Start of Block

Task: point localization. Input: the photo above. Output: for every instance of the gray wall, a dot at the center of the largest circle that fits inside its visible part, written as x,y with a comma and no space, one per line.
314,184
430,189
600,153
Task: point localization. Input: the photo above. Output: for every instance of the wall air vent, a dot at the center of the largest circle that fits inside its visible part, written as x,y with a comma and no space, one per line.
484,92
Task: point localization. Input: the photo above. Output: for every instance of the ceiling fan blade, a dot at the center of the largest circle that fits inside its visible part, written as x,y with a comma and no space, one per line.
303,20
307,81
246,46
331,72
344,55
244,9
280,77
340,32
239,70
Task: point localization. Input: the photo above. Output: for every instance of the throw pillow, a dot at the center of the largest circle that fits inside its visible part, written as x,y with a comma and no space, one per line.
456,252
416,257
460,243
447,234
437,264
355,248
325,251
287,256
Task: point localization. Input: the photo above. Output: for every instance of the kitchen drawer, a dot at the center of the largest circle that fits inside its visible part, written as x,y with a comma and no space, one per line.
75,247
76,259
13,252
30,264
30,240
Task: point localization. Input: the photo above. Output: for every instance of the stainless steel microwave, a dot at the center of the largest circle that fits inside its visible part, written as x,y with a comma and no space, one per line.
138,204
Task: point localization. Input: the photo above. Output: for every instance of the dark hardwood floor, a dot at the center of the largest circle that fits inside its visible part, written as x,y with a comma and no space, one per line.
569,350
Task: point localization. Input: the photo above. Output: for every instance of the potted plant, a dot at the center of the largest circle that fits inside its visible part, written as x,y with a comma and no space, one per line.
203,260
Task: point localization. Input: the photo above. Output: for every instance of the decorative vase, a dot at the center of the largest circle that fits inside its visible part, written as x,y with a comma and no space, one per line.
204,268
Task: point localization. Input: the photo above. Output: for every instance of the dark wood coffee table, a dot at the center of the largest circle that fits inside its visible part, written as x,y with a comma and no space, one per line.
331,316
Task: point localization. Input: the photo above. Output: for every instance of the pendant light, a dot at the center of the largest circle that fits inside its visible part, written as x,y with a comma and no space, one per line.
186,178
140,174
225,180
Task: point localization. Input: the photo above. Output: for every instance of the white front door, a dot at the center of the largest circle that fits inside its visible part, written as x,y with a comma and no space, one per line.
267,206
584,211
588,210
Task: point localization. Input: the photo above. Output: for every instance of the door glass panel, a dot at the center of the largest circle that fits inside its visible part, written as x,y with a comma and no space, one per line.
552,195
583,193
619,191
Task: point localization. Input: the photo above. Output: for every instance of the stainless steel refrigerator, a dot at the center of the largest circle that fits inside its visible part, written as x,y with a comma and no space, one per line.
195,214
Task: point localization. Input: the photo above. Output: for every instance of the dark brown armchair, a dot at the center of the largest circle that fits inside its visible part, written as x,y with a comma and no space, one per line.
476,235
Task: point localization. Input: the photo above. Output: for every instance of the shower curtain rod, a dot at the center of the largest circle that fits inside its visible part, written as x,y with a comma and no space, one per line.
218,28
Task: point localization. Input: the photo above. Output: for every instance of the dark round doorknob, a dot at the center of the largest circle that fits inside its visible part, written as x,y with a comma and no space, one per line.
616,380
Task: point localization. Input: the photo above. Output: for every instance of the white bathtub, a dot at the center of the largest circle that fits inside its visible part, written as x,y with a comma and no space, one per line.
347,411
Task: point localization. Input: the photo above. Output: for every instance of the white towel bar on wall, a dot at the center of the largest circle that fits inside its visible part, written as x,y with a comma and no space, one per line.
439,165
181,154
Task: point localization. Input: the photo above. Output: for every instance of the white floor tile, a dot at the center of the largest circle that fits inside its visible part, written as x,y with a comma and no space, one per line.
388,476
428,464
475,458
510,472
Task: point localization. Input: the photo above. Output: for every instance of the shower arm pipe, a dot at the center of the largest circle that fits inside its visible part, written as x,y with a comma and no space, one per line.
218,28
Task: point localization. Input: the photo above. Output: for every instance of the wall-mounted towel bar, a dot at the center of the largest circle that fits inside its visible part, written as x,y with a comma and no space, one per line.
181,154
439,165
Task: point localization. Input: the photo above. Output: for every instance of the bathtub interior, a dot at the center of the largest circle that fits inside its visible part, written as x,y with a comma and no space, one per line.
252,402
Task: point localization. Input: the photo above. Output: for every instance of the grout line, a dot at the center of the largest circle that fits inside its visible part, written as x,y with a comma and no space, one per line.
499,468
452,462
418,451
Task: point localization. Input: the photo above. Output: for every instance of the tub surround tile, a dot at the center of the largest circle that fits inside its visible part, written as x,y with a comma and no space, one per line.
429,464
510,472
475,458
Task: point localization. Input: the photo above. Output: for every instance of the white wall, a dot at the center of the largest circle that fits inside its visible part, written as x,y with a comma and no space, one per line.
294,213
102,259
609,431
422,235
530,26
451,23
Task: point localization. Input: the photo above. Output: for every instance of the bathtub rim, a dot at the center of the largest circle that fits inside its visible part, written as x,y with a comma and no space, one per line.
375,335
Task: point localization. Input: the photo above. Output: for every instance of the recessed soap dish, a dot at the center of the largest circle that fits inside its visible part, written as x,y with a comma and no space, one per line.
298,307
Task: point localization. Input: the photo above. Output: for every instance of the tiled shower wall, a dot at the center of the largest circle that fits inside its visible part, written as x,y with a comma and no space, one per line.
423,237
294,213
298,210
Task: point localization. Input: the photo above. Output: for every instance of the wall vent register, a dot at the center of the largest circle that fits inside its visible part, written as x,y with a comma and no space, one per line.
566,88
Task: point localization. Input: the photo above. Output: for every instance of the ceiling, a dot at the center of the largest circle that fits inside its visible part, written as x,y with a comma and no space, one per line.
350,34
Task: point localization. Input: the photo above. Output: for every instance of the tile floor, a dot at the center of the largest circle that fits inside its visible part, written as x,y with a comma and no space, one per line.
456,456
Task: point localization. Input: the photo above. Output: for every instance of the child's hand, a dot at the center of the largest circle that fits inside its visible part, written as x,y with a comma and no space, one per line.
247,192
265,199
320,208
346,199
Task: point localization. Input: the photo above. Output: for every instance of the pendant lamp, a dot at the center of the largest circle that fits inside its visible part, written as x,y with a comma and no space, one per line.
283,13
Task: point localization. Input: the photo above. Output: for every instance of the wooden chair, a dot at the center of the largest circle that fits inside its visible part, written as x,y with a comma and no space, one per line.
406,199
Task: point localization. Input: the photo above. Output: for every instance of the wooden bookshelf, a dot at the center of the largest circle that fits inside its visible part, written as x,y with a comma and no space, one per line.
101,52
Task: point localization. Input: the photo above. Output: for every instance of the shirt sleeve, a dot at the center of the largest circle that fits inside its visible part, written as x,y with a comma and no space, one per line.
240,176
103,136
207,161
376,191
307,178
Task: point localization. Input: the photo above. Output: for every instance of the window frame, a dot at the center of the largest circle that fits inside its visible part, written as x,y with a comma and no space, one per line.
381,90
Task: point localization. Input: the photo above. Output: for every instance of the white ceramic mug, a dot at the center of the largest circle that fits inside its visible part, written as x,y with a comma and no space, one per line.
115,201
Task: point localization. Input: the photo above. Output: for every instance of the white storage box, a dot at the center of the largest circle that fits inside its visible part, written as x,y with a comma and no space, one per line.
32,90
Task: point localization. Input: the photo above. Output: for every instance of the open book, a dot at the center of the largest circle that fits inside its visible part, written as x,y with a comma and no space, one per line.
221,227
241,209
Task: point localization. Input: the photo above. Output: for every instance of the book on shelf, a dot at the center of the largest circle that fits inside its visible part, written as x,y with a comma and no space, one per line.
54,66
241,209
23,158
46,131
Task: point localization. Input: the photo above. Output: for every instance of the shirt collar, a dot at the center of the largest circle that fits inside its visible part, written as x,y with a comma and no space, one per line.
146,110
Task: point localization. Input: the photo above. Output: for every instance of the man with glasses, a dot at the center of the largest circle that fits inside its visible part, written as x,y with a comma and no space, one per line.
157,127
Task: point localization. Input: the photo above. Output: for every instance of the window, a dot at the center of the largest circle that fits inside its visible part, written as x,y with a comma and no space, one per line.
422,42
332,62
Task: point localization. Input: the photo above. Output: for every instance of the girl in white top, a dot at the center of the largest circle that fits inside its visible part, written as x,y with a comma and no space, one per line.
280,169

End of Block

=== ASSIGNMENT ===
Only the stretch of lines that begins with the one holding "of the open" and ends with the last line above belongs in the answer; please write it out exactly.

=== OUTPUT BELOW ===
Task: point localization. Input: the photo above. Output: for every instance of the open book, a dot at the center of the largest circle that fits inside its visible part, written as x,y with a comma and no space, one per line.
221,227
241,209
Task: point localization. Input: the photo above. Output: for every instance of the book on shelf, a dot at the center of the largest circle that fits inside its visible part, written as x,y with a comma and no space, one per line.
54,66
241,209
23,158
46,131
Task: point localization. Input: the photo above. Output: for every instance of the shirt collar, a dot at the center of the largest circle that fits inside its visible part, written as x,y with a comma and no space, one per line.
146,110
Task: point localization. Input: the photo above. Output: for every instance of the man with glasses, a dot at the center of the largest circle that fits inside its visible part, written as x,y with a comma and no space, one per line.
157,127
Task: point localization. Input: the photo above. Output: for every instance of the window, a dot at the center of the largest circle that fits inside its visible part, written as x,y with a comma and no space, one per line.
422,42
332,62
Task: point localization. Input: the photo above. Output: for every instance of the girl in white top, a dot at the center of the largest circle that fits inside its visible part, written as x,y with a comma and no space, one per line.
280,169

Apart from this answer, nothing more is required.